(Recorded data)
•••••
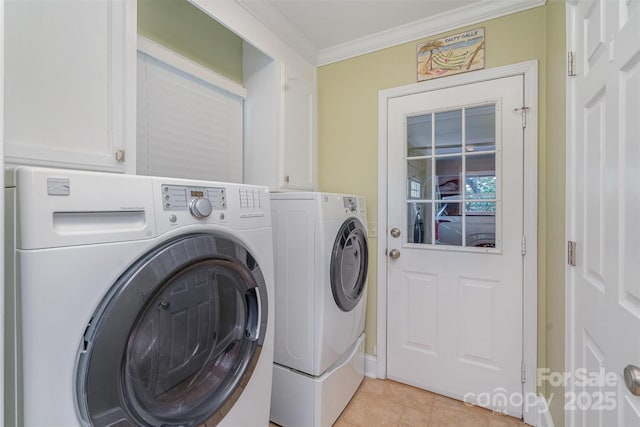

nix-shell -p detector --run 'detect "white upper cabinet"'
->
[5,0,136,173]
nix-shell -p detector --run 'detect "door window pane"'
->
[406,104,499,251]
[435,156,462,200]
[407,114,433,157]
[407,158,433,200]
[465,105,496,152]
[435,110,462,154]
[407,203,433,244]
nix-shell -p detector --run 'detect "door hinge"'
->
[567,240,577,267]
[513,105,529,128]
[567,52,576,77]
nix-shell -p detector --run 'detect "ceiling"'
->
[268,0,482,50]
[236,0,544,65]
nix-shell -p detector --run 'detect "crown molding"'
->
[235,0,318,65]
[317,0,546,66]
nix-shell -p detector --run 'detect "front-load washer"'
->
[271,192,368,426]
[4,167,273,426]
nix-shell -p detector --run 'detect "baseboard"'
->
[537,396,554,427]
[364,354,378,378]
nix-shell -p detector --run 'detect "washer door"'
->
[330,218,369,311]
[76,234,267,426]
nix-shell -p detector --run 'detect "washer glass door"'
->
[77,234,267,426]
[330,218,369,311]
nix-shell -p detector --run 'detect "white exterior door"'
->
[386,75,524,417]
[565,1,640,426]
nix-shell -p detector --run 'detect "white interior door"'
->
[387,75,524,417]
[565,0,640,426]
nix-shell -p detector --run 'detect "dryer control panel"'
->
[162,185,227,217]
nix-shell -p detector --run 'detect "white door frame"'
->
[376,60,538,425]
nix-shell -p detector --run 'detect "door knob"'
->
[624,365,640,396]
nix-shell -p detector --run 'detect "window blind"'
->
[136,52,243,183]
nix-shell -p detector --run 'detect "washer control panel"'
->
[344,197,358,212]
[162,185,227,219]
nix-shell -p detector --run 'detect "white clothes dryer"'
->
[271,192,368,426]
[4,167,274,426]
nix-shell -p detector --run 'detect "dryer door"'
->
[330,218,369,311]
[76,234,268,426]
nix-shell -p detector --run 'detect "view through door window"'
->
[405,104,499,248]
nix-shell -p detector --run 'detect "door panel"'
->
[566,1,640,426]
[386,76,524,417]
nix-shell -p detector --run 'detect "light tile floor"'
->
[270,378,527,427]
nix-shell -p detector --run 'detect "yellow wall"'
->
[318,0,565,425]
[538,0,567,427]
[138,0,242,83]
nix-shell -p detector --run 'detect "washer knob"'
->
[189,197,213,219]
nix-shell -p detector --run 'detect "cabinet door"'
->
[5,0,136,172]
[282,65,315,190]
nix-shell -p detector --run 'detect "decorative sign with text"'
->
[417,28,484,82]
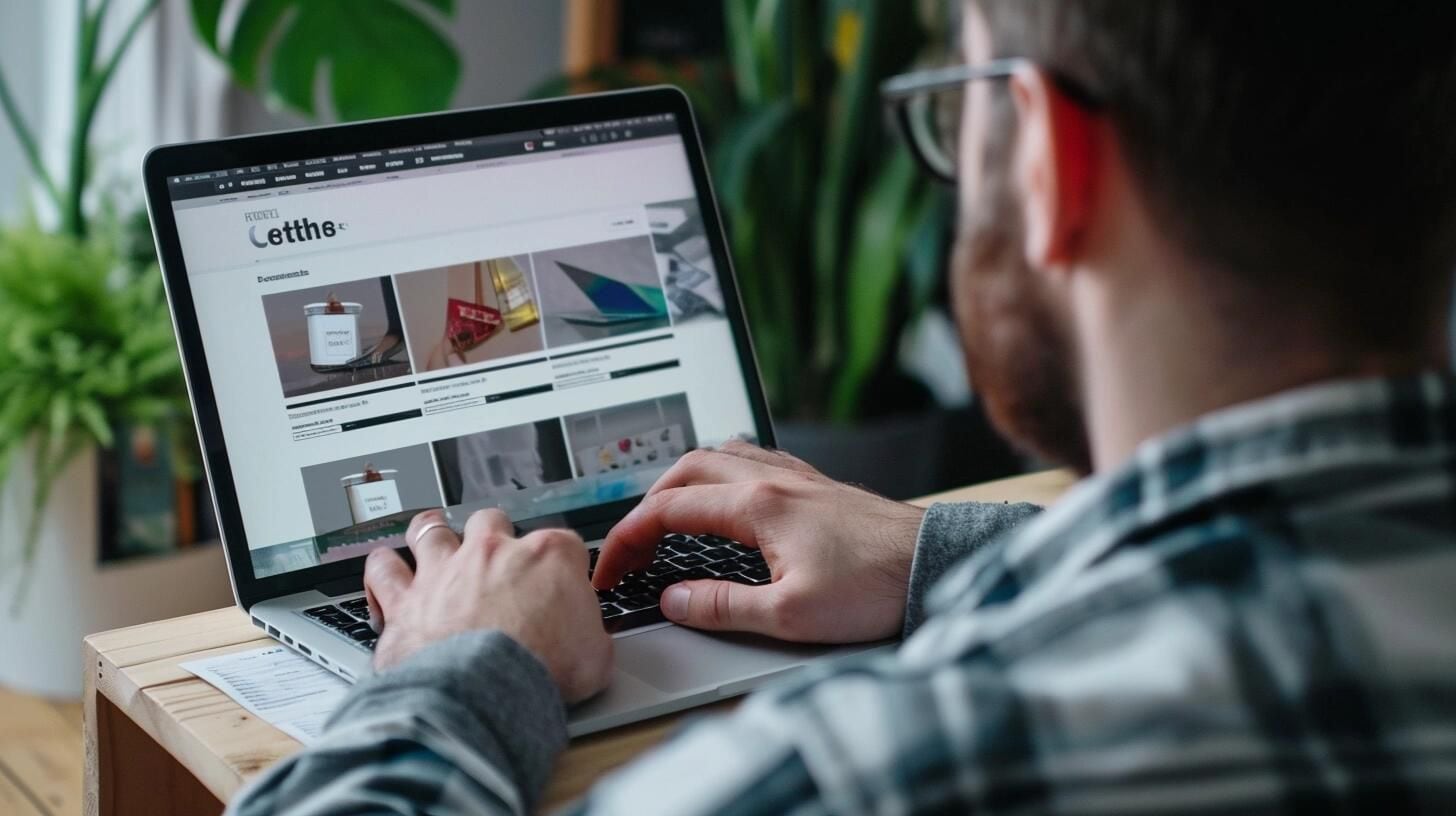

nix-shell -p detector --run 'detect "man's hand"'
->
[593,442,925,643]
[364,510,612,702]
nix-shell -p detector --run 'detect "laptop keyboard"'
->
[591,533,770,632]
[303,597,379,651]
[303,533,770,651]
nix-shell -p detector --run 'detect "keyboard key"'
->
[703,561,743,578]
[344,624,379,643]
[617,595,657,612]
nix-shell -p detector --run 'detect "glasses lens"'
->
[907,86,965,179]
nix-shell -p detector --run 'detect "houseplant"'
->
[540,0,1015,495]
[0,0,460,695]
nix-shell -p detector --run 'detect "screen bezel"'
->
[143,86,775,609]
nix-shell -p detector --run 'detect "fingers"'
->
[364,546,415,631]
[661,580,783,637]
[464,507,515,544]
[405,510,460,570]
[591,482,779,589]
[718,439,818,474]
[646,449,770,495]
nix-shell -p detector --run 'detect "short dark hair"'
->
[977,0,1456,345]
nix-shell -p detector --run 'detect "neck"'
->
[1077,275,1447,471]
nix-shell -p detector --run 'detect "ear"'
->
[1010,67,1102,270]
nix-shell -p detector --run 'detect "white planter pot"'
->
[0,452,233,698]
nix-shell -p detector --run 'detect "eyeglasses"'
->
[879,57,1101,185]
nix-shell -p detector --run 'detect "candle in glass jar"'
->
[303,296,364,366]
[339,465,403,525]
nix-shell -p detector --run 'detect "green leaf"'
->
[192,0,460,119]
[715,99,794,201]
[724,0,763,105]
[192,0,223,54]
[830,152,919,421]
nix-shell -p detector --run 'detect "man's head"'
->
[952,0,1456,468]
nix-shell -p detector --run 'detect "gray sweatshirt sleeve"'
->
[904,501,1041,637]
[229,631,566,816]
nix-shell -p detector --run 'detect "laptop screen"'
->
[167,114,756,578]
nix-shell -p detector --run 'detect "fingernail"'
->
[658,584,693,621]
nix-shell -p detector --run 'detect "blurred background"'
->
[0,0,1028,694]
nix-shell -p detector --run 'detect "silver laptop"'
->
[144,87,873,734]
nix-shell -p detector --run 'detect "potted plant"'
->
[540,0,1018,495]
[0,0,460,697]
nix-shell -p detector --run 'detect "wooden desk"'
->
[83,471,1073,816]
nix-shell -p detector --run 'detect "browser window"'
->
[167,115,754,577]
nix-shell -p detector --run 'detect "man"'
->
[234,0,1456,813]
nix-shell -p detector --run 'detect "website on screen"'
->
[169,117,754,577]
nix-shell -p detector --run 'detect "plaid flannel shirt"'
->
[233,374,1456,815]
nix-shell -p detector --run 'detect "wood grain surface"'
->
[0,471,1075,816]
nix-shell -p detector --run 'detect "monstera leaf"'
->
[191,0,460,119]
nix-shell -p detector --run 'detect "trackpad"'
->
[616,627,834,694]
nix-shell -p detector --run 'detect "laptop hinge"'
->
[313,574,364,597]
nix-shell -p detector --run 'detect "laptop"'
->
[556,261,667,326]
[144,87,872,734]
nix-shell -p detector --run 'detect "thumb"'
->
[364,546,415,632]
[660,580,782,635]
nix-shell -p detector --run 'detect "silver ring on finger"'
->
[415,522,450,544]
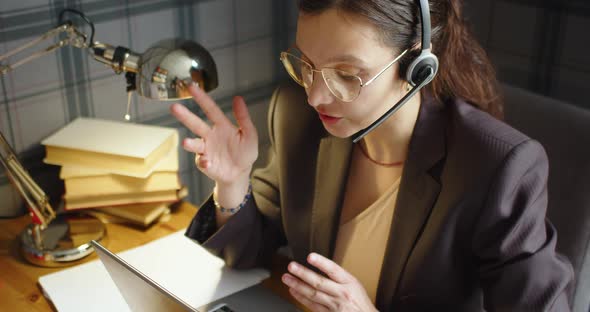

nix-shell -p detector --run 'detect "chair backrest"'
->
[502,85,590,312]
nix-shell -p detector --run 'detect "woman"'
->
[171,0,572,311]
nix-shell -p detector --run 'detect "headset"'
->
[352,0,438,143]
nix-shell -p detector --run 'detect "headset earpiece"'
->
[406,50,438,87]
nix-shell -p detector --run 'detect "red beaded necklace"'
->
[358,142,404,168]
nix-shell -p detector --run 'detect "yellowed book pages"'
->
[96,203,168,225]
[41,118,178,178]
[59,144,179,180]
[64,172,180,197]
[60,148,181,197]
[64,187,187,210]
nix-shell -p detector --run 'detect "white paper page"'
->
[39,230,270,311]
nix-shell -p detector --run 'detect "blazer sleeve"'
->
[472,140,573,311]
[185,87,286,268]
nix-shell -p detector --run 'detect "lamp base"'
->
[20,212,106,267]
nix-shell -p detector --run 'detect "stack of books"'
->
[41,118,187,225]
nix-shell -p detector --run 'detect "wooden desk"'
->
[0,203,294,311]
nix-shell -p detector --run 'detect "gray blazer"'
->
[186,81,573,311]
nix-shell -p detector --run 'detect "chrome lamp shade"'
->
[135,39,218,100]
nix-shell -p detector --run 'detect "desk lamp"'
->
[0,9,218,267]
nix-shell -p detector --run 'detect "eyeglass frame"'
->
[280,49,409,103]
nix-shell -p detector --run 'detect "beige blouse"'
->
[334,179,400,303]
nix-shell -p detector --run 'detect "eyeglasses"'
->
[281,50,408,102]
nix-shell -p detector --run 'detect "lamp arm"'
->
[0,22,88,74]
[0,132,55,229]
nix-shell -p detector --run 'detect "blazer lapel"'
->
[376,97,445,311]
[310,136,352,258]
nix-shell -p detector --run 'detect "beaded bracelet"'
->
[213,183,252,214]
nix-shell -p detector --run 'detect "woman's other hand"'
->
[282,253,377,312]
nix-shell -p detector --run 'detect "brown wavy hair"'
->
[299,0,503,119]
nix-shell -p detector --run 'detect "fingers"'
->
[287,262,339,296]
[188,85,228,123]
[307,252,353,284]
[170,103,211,137]
[233,96,256,136]
[282,273,333,306]
[182,138,205,154]
[289,288,330,312]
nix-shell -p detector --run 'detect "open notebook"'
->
[39,230,270,311]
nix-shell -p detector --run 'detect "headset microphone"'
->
[352,0,438,143]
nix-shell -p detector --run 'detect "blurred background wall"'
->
[0,0,590,216]
[464,0,590,109]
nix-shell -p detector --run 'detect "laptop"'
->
[91,241,300,312]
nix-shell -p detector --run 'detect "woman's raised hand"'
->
[170,86,258,186]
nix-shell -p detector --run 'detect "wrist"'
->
[213,172,250,208]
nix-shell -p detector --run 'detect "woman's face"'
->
[296,9,402,138]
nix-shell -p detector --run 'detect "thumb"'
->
[232,96,256,138]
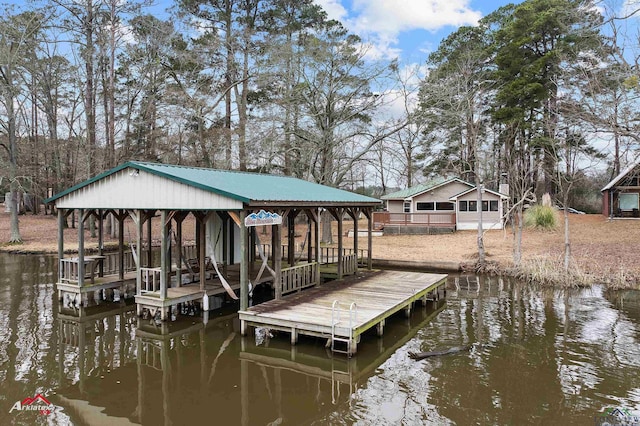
•••••
▶ **EXERCISE BRIEF**
Collect every line from the records above that contains the string "beaded".

▶ **SOLUTION TO THE PROBLEM**
nix-shell -p detector --run 'detect "red beaded necklace"'
nix-shell -p detector --run 'detect "beaded bracelet"'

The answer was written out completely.